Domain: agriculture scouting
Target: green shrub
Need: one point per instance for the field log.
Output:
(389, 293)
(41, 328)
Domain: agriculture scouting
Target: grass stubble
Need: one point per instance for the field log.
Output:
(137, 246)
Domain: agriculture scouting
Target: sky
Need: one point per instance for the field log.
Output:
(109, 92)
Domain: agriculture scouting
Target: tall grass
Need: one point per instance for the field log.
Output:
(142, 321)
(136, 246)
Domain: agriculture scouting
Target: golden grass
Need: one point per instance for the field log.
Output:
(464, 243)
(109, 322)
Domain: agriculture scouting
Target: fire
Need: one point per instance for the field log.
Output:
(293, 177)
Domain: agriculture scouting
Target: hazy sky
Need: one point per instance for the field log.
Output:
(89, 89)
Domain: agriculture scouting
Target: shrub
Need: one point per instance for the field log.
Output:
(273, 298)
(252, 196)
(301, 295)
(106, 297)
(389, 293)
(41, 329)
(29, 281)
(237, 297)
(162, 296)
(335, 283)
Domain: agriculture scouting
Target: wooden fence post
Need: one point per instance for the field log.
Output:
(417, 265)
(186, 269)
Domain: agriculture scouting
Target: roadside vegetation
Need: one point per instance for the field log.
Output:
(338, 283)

------------------------------------------------------------

### What you have to do
Using the listing above, write every line out again exactly.

### Solved problem
Domain: agriculture scouting
Target: green shrub
Need: one point per instance for the field log.
Output:
(389, 293)
(41, 328)
Domain: agriculture scouting
Target: grass stubble
Need: one point per instance for the field log.
Output:
(137, 246)
Domain: agriculture scouting
Target: sky
Need: one point per instance for the field log.
Output:
(109, 92)
Domain: agriculture scouting
Target: tall grass
Need: one point per instance for the field log.
Output:
(142, 321)
(136, 246)
Domain: agriculture scouting
Target: golden grass
Need: one point per instance for the field log.
Output:
(464, 243)
(109, 322)
Domain: agriculture scouting
Target: fire
Need: one point per instance for the field log.
Output:
(293, 177)
Domain: agriculture scouting
Target: hazy sky
Need: one point per instance for the field log.
Output:
(89, 89)
Domain: agriculture scouting
Target: shrub
Need: one point per instance for the field log.
Output:
(273, 298)
(252, 196)
(301, 295)
(106, 297)
(389, 293)
(41, 329)
(29, 281)
(237, 297)
(162, 296)
(335, 283)
Domain: agriculture scouting
Target: wooden fence post
Need: one point per instance for the field log.
Output:
(417, 265)
(186, 269)
Domain: agriculture scouting
Target: roadside vegetation
Need: one point per instance for the field log.
Output:
(338, 283)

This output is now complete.